Could you write out every line of the records below, requests included, but scale each coordinate in the answers by 2.5 and round it to a whole number, with halves rounding up?

=== ENTRIES ===

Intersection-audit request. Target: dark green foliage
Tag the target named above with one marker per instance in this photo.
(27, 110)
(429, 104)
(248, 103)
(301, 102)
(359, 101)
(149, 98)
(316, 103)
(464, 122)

===

RESULT FOR THIS TASK:
Intersection-audit request. Target: dark green foliage
Tag the target named above with one marker per instance in this photo.
(68, 275)
(1073, 260)
(620, 258)
(753, 255)
(898, 253)
(373, 245)
(790, 258)
(1160, 305)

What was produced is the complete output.